柱状图中最大的矩形
定 n 个非负整数,用来表示柱状图中各个柱子的高度。每个柱子彼此相邻,且宽度为 1 。 求在该柱状图中,能够勾勒出来的矩形的最大面积。
1. 暴力求解
// func largestRectangleArea(heights []int) int {
// maxArea := 0
// for i := 0 ; i < len(heights) ; i ++ {
// minHeight := heights[i]
// for j := i ; j < len(heights); j ++ {
// minHeight = min(minHeight, heights[j])
// maxArea = max(maxArea, minHeight*(j-i+1))
// }
// }
// return maxArea
// }
func max(a, b int) int {
if a >= b {
return a
}
return b
}
func min(a, b int) int {
if a <= b {
return a
}
return b
}
type Element struct {
value int
index int
}
type stackType struct {
Array []Element
}
func (st *stackType) peek() Element {
if len(st.Array) == 0 {
return Element{}
}
return st.Array[len(st.Array)-1]
}
func (st *stackType) pop() {
if len(st.Array) == 0 {
return
}
st.Array = st.Array[:len(st.Array)-1]
}
func (st *stackType) push(ele Element) {
st.Array = append(st.Array, ele)
}
func (st *stackType) size() int {
return len(st.Array)
}
func newStack() *stackType {
stack := &stackType{
Array: make([]Element, 0),
}
initElement := Element{
index: -1,
value: -1,
}
stack.push(initElement)

# [记录信息]
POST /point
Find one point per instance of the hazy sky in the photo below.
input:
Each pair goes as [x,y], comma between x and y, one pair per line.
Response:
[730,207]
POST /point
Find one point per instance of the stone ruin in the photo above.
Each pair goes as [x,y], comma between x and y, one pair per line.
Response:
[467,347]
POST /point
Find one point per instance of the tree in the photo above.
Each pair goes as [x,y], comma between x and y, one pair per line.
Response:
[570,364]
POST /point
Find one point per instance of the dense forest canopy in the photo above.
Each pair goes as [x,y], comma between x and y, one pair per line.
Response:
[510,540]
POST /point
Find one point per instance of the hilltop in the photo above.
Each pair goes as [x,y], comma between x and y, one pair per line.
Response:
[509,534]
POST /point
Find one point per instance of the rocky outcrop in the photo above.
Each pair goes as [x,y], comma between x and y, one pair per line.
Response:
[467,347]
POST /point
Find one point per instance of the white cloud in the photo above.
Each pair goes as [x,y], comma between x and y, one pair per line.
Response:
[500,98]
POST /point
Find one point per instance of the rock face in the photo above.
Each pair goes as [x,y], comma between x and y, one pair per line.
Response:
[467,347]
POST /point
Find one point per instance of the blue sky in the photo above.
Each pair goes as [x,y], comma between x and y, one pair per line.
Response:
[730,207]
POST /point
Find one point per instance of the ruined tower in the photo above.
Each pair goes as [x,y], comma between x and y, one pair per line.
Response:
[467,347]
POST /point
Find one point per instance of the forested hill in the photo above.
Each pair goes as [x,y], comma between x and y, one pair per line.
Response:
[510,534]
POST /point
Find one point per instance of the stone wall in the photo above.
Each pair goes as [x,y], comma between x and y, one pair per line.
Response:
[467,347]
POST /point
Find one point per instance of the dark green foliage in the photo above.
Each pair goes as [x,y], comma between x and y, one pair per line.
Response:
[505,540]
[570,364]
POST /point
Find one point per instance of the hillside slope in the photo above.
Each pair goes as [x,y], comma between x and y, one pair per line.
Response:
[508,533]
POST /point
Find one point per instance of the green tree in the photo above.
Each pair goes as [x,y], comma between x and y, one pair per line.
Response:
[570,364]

# [布置任务]
(A) 把上面讲柱状图中最大矩形的文本从头到尾一字不差地重写一遍。
(B) 从上面的记录里挑出所有包含“green”这个词的行,原样抄下来。

# [各题答案]
(A)
柱状图中最大的矩形
定 n 个非负整数,用来表示柱状图中各个柱子的高度。每个柱子彼此相邻,且宽度为 1 。 求在该柱状图中,能够勾勒出来的矩形的最大面积。
1. 暴力求解
// func largestRectangleArea(heights []int) int {
// maxArea := 0
// for i := 0 ; i < len(heights) ; i ++ {
// minHeight := heights[i]
// for j := i ; j < len(heights); j ++ {
// minHeight = min(minHeight, heights[j])
// maxArea = max(maxArea, minHeight*(j-i+1))
// }
// }
// return maxArea
// }
func max(a, b int) int {
if a >= b {
return a
}
return b
}
func min(a, b int) int {
if a <= b {
return a
}
return b
}
type Element struct {
value int
index int
}
type stackType struct {
Array []Element
}
func (st *stackType) peek() Element {
if len(st.Array) == 0 {
return Element{}
}
return st.Array[len(st.Array)-1]
}
func (st *stackType) pop() {
if len(st.Array) == 0 {
return
}
st.Array = st.Array[:len(st.Array)-1]
}
func (st *stackType) push(ele Element) {
st.Array = append(st.Array, ele)
}
func (st *stackType) size() int {
return len(st.Array)
}
func newStack() *stackType {
stack := &stackType{
Array: make([]Element, 0),
}
initElement := Element{
index: -1,
value: -1,
}
stack.push(initElement)

(B)
Find one point per instance of the dark green foliage in the photo above.
Find one point per instance of the green tree in the photo above.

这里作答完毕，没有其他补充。